━━━━━ Exercise input ━━━━━
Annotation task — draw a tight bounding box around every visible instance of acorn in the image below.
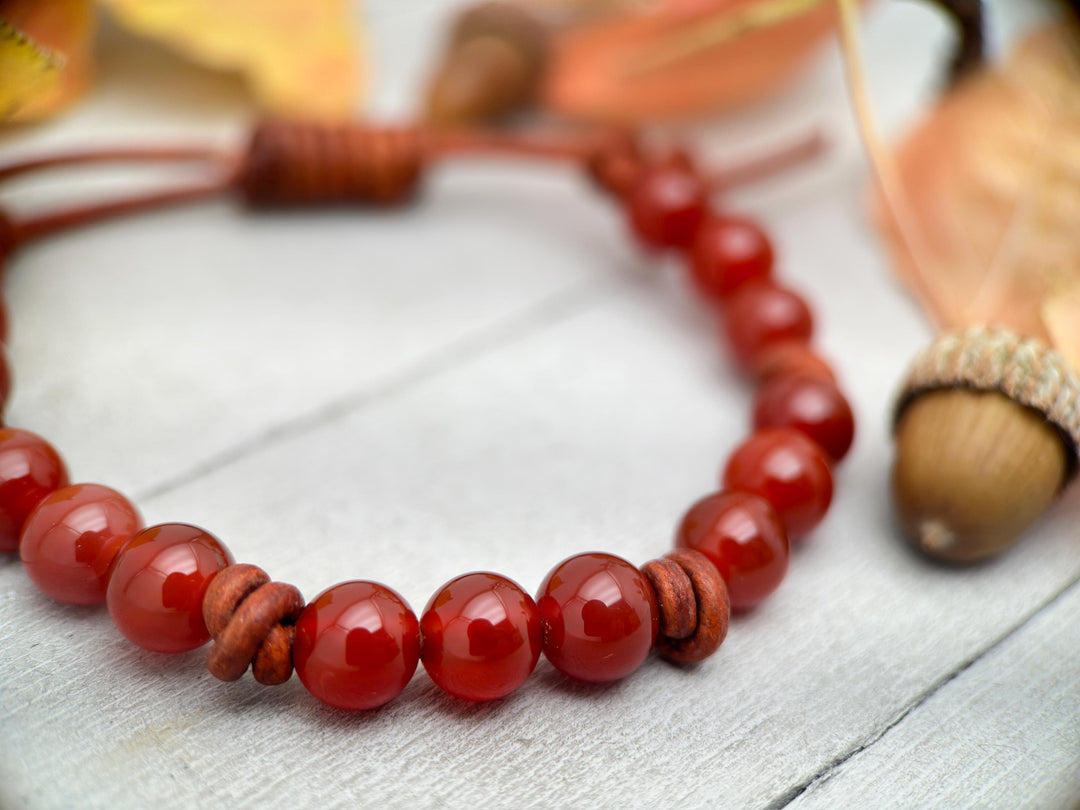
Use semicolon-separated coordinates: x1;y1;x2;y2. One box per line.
892;327;1080;563
425;2;548;126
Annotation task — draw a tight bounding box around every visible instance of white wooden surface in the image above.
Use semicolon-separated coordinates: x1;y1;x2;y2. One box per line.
1;3;1078;809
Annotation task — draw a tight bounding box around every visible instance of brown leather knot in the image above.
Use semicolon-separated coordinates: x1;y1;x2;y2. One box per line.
0;209;16;265
203;564;305;685
240;120;426;207
645;550;730;664
585;128;643;198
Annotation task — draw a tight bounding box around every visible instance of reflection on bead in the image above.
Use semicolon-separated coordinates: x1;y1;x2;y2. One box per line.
676;491;788;612
724;428;833;539
537;552;658;683
293;580;420;711
0;428;69;553
106;523;233;653
689;216;774;299
421;572;541;701
722;282;813;369
627;165;708;250
20;483;143;605
753;375;855;462
752;341;835;385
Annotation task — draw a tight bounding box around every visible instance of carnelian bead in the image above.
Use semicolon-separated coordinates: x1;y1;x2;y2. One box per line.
20;483;143;605
722;282;813;370
0;428;69;552
106;523;233;653
675;491;789;612
724;428;833;539
627;164;708;250
689;216;774;299
421;572;541;701
752;341;835;384
537;552;658;683
293;581;420;711
754;375;855;462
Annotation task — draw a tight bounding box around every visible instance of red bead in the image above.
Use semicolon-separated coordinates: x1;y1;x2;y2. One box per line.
627;164;708;249
675;491;789;612
722;282;813;370
0;428;69;553
293;581;420;711
20;483;143;605
689;216;774;299
106;523;233;653
537;552;658;683
754;375;856;461
421;572;541;701
752;341;835;384
723;428;833;539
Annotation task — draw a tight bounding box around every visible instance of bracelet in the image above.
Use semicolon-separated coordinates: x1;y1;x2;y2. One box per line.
0;121;853;711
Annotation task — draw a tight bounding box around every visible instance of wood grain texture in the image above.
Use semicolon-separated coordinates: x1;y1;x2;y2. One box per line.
788;579;1080;809
1;2;1075;809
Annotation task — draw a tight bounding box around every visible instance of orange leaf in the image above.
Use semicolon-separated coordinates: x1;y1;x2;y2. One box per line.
98;0;362;120
541;0;851;123
1043;285;1080;373
872;24;1080;351
1;0;94;122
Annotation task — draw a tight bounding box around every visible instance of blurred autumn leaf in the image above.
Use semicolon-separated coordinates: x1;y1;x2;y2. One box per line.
98;0;361;120
873;23;1080;371
542;0;859;123
1;0;94;121
0;0;362;123
0;20;64;119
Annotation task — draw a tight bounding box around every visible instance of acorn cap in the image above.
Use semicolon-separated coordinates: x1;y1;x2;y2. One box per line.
892;327;1080;563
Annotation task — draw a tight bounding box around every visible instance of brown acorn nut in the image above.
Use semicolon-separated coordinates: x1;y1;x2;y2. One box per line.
425;2;548;126
892;328;1080;563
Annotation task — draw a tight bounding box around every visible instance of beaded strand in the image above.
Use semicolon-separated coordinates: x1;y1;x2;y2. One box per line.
0;123;854;709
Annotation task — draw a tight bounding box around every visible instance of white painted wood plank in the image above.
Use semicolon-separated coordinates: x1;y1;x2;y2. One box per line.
2;2;1072;809
3;192;1079;807
787;579;1080;810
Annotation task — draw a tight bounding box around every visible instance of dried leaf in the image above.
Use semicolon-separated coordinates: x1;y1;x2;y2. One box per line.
98;0;361;120
1043;285;1080;372
873;23;1080;359
1;0;94;121
541;0;850;123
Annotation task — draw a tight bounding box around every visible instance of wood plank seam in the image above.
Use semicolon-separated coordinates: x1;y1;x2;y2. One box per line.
133;276;619;505
767;568;1080;809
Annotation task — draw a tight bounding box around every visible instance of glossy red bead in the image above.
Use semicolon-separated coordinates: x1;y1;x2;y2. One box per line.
━━━━━
Say how many lines of the records include the word "leaf", and give nothing but the number.

3